• Work to be completed
Restate the entire listing word for word.

• Rows
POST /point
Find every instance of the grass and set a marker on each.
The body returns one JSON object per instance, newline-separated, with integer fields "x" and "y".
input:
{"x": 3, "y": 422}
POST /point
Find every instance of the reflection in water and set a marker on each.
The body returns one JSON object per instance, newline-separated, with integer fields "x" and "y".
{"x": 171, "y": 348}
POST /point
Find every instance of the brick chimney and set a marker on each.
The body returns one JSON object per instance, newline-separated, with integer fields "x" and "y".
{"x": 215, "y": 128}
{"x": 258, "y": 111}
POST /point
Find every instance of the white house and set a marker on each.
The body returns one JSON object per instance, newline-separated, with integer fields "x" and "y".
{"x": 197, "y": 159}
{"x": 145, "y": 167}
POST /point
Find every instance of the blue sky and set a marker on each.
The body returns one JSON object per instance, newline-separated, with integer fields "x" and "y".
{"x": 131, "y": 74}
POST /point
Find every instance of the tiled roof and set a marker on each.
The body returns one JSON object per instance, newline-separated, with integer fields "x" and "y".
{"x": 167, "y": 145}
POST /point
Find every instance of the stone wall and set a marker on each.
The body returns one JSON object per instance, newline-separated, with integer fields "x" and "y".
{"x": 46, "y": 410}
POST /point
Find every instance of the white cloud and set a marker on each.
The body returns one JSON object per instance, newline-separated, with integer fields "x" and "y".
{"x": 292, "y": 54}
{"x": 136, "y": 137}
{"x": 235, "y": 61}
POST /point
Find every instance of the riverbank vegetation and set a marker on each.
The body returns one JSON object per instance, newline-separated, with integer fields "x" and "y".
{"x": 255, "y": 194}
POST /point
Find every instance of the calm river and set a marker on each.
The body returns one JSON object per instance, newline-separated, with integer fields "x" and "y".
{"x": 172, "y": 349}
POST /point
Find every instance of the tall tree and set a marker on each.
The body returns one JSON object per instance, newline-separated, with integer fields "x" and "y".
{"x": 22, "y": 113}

• Problem solution
POST /point
Find every instance of the grass and set a marker on each.
The body returns one JSON object per instance, newline-separated, with integer fields "x" and "y".
input:
{"x": 3, "y": 422}
POST /point
Find every instance of the reflection in water and set a marker on each.
The body returns one JSON object per instance, newline-separated, with integer fields "x" and "y".
{"x": 171, "y": 348}
POST /point
Find every instance of the brick chimney and set a marker on each.
The body returns one JSON object per instance, newline-separated, with integer fields "x" and "y".
{"x": 215, "y": 128}
{"x": 258, "y": 111}
POST /point
Find every instance of the white house and set a marker on each.
The body returns one JSON object per instance, newline-separated, with integer fields "x" and "y".
{"x": 197, "y": 159}
{"x": 145, "y": 167}
POST /point
Find every instance of the blue sky and set a marker on each.
The body returns one JSON object per instance, newline-separated, with integer fields "x" and "y".
{"x": 131, "y": 74}
POST /point
Find every instance of the tiled roof and set a marker on each.
The body returns one JSON object per instance, newline-separated, with integer fields "x" and "y".
{"x": 167, "y": 145}
POST /point
Find every instance of the stone wall and set a marker on each.
The body returns one JSON object per instance, newline-separated, with integer fields "x" and "y".
{"x": 46, "y": 410}
POST /point
Find every instance of the white cloud and set a marker on each.
The body returns one JSON object per instance, newline-separated, with integer fields "x" and "y".
{"x": 292, "y": 54}
{"x": 136, "y": 137}
{"x": 235, "y": 61}
POST /point
Find every instance of the riverbank vegetation and set a marker on each.
The body returns one JSON object per instance, newline-separated, with integer fields "x" and "y".
{"x": 255, "y": 194}
POST /point
Find every instance of the calm river and set a marker on each.
The body returns one JSON object per instance, newline-separated, with integer fields "x" and "y".
{"x": 172, "y": 349}
POST /point
Find every instance of the tall tree and set a marker on each.
The body returns one JSON object per instance, newline-separated, with integer fields "x" and "y".
{"x": 22, "y": 113}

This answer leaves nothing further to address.